• [Required work]
Return the passage on Vermeer and the camera obscura word for word, with no changes.

• [Excerpt]
+++

Johannes Vermeer is widely considered one of history’s preeminent painters, despite having no record of artistic training. For centuries, art historians have wondered how the 17th-century Dutchman could capture the light and colour of the world in his oil paintings. His works reflected life with startling accuracy. Unlike other Renaissance artists, there are no lines for practice underneath the final sheen. Vermeer’s works have reflections of light that the camera can pick up, but the human retina could not, which led scholars to conclude that he must have used a camera obscura. (The camera obscura is something art and film students will recognize: it projected an image onto a blank surface and was a precursor for the camera.)

Jenison tries his steady hand at replicating The Music Lesson using the same device, as a way to explore this art history debate. He vows to use the materials as if he were Vermeer, even going so far as to build a room in his San Antonio warehouse that is the mirror image of that artwork – a process that takes seven months of careful construction. Jenison even melts and polishes glass to make the lens for the camera obscura, and grinds and mixes pigment to make oil paint for his easel.

He paints The Music Lesson the way the camera sees it, hoping to answer one of the art world’s most provocative questions. Art historians have criticized this optical method technique as “cheating art,” even if the process of copying the image from the camera obscura is painstaking. Jenison explains, “It is not cheating because it is hard.” Jenison may seem like a strange choice to explore the allied aims of art and technology; however, he won an Emmy for his work with CG visual effects and 3D graphics. Therefore, he is the perfect workhorse for this exquisite experiment.

+++

Excerpts from a location annotation dataset:
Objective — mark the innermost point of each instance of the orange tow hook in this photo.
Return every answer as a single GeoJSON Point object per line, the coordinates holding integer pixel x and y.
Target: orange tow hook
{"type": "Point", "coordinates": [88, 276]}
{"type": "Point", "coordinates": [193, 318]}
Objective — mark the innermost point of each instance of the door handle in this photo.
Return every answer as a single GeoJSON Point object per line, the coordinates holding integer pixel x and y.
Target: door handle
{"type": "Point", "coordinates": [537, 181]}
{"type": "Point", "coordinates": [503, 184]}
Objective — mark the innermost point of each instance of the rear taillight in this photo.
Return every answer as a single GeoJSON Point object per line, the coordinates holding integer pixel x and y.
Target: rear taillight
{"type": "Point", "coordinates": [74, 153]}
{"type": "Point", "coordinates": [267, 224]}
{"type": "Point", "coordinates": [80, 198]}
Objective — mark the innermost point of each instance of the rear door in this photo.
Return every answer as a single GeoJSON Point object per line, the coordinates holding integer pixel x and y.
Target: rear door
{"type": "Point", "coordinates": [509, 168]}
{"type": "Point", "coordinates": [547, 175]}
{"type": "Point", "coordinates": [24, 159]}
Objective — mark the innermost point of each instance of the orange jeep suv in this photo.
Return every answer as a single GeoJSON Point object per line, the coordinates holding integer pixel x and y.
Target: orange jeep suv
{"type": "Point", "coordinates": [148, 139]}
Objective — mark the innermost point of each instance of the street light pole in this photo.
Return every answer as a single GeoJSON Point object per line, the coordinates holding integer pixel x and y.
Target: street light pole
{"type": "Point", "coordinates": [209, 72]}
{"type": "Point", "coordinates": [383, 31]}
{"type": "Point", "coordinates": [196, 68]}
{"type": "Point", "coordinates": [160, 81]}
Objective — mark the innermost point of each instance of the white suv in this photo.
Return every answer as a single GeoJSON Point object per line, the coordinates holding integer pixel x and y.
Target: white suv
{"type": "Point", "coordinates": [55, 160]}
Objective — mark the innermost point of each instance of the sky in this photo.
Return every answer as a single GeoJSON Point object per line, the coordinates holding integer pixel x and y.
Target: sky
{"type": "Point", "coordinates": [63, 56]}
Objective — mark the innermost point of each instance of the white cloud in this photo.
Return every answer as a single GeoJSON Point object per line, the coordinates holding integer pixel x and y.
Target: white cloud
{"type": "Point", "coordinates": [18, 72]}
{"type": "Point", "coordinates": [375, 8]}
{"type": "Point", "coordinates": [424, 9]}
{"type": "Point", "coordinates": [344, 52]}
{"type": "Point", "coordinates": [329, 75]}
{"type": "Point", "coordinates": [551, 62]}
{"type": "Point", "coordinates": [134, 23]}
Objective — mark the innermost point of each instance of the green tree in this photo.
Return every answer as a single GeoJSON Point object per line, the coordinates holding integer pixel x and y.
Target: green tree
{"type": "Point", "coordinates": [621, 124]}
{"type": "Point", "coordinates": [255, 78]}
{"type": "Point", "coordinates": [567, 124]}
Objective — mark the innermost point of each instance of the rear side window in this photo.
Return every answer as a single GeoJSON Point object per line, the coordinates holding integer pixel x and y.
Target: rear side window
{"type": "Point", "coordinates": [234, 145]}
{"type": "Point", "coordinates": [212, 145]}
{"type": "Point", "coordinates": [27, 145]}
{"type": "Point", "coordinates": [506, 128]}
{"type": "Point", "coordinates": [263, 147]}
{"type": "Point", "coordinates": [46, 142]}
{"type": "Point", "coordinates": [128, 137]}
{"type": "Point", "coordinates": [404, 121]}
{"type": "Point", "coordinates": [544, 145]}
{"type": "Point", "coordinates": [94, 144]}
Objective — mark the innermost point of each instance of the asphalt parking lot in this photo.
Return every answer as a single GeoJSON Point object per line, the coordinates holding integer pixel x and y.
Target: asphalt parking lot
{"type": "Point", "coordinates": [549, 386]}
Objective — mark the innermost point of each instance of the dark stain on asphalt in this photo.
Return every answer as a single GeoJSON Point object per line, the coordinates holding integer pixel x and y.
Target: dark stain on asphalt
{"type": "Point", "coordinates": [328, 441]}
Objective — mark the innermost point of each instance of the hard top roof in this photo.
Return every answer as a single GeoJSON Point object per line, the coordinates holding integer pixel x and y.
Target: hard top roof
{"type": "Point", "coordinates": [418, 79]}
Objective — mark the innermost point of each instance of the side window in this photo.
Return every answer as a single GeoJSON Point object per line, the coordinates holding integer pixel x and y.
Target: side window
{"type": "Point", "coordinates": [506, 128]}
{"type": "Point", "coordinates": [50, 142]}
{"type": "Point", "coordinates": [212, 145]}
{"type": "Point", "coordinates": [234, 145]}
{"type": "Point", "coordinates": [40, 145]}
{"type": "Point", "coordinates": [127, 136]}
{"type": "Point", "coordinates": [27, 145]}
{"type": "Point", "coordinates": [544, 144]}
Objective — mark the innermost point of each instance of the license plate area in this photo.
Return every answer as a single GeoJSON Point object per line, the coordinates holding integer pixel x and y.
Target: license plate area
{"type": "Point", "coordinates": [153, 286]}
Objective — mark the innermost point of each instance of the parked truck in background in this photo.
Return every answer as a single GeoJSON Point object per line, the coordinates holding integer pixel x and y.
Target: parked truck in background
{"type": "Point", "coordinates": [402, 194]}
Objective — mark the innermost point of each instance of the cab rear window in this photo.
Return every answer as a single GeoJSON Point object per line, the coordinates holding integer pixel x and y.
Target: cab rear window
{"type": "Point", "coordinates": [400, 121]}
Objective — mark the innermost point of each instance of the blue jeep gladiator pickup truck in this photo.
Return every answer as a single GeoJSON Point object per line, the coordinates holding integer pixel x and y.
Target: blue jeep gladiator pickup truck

+++

• [Full output]
Johannes Vermeer is widely considered one of history’s preeminent painters, despite having no record of artistic training. For centuries, art historians have wondered how the 17th-century Dutchman could capture the light and colour of the world in his oil paintings. His works reflected life with startling accuracy. Unlike other Renaissance artists, there are no lines for practice underneath the final sheen. Vermeer’s works have reflections of light that the camera can pick up, but the human retina could not, which led scholars to conclude that he must have used a camera obscura. (The camera obscura is something art and film students will recognize: it projected an image onto a blank surface and was a precursor for the camera.)

Jenison tries his steady hand at replicating The Music Lesson using the same device, as a way to explore this art history debate. He vows to use the materials as if he were Vermeer, even going so far as to build a room in his San Antonio warehouse that is the mirror image of that artwork – a process that takes seven months of careful construction. Jenison even melts and polishes glass to make the lens for the camera obscura, and grinds and mixes pigment to make oil paint for his easel.

He paints The Music Lesson the way the camera sees it, hoping to answer one of the art world’s most provocative questions. Art historians have criticized this optical method technique as “cheating art,” even if the process of copying the image from the camera obscura is painstaking. Jenison explains, “It is not cheating because it is hard.” Jenison may seem like a strange choice to explore the allied aims of art and technology; however, he won an Emmy for his work with CG visual effects and 3D graphics. Therefore, he is the perfect workhorse for this exquisite experiment.